**About this task**
Word-for-word transcription is needed for all of the entries.
= Beginning of Section =
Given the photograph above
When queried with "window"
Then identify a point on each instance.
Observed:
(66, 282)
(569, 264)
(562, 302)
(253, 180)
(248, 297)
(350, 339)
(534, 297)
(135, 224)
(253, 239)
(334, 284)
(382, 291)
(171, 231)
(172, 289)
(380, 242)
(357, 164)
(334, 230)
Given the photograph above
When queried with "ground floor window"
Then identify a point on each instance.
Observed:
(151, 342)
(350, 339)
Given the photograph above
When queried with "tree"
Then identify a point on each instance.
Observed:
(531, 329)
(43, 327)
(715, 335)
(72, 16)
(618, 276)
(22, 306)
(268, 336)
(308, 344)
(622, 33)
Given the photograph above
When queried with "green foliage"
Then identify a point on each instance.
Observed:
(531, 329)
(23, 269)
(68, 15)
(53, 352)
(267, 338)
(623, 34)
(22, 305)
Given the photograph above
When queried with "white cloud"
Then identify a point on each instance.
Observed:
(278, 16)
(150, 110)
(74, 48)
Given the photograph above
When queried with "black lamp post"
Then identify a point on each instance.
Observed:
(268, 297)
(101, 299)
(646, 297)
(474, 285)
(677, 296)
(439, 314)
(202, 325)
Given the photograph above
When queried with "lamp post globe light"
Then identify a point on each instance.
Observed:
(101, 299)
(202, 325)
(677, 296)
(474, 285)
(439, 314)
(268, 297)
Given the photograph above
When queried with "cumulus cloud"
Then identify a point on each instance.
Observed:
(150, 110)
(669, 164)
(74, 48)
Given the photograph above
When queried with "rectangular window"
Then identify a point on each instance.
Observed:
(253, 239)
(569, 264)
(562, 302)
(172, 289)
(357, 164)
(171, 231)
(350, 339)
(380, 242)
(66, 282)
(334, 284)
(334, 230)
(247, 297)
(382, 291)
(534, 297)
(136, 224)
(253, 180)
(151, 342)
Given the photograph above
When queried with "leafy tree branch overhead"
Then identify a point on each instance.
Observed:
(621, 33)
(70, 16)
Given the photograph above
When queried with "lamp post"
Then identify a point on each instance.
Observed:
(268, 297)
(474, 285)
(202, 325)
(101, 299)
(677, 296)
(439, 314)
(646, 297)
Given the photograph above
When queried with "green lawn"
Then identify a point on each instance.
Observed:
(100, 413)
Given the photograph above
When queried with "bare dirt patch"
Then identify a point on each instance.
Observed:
= End of Section =
**Reply**
Given the photograph above
When queried with "window"
Then identify a point on each instance.
Observed:
(66, 282)
(569, 264)
(562, 302)
(253, 180)
(248, 297)
(350, 339)
(534, 297)
(135, 224)
(253, 239)
(334, 284)
(382, 291)
(171, 231)
(172, 289)
(380, 242)
(357, 164)
(334, 230)
Given the photograph above
When queried with "ground floor window"
Then identify a point on each instance.
Observed:
(151, 342)
(350, 339)
Given the photograph above
When queried with "tree"
Then identify a point on each instance.
Observed:
(531, 329)
(43, 327)
(715, 335)
(72, 16)
(618, 276)
(22, 306)
(268, 336)
(308, 344)
(622, 33)
Given the photograph above
When queried with "green foliage"
Then identify a point on each instance.
Observed:
(531, 329)
(23, 269)
(68, 15)
(53, 352)
(267, 338)
(623, 34)
(22, 305)
Given the photograph above
When queried with "white cloud"
Then identify a point on each instance.
Observed:
(278, 16)
(150, 110)
(74, 48)
Given the photograph above
When queried with "black lamp post"
Then identify a point on each instance.
Observed:
(268, 297)
(101, 299)
(646, 297)
(474, 285)
(677, 296)
(439, 314)
(202, 325)
Given the photograph above
When queried with "lamp post globe light"
Then identify a point on each instance.
Observed:
(101, 299)
(202, 325)
(677, 296)
(474, 285)
(439, 314)
(268, 297)
Given the photograph above
When queried with "cumulus cloud"
Then identify a point on each instance.
Observed:
(150, 110)
(669, 164)
(74, 48)
Given the photograph above
When queried with "rectangular window"
Then identify a point on each instance.
Observed:
(253, 239)
(569, 264)
(562, 302)
(172, 289)
(357, 164)
(171, 231)
(350, 339)
(380, 242)
(66, 282)
(334, 284)
(334, 230)
(247, 297)
(382, 291)
(534, 297)
(136, 224)
(253, 180)
(151, 342)
Given the photograph above
When queried with "leafy tree branch overhead"
Then identify a point on each instance.
Observed:
(621, 33)
(70, 16)
Given the photograph above
When queried with "lamp post"
Then identify a point on each instance.
Observed:
(268, 297)
(474, 285)
(202, 325)
(101, 299)
(677, 296)
(439, 314)
(646, 297)
Given the photograph above
When queried with "green lawn"
Then identify a point on each instance.
Observed:
(100, 413)
Given the photograph above
When queried with "bare dirt patch"
Then identify a point on each instance.
Observed:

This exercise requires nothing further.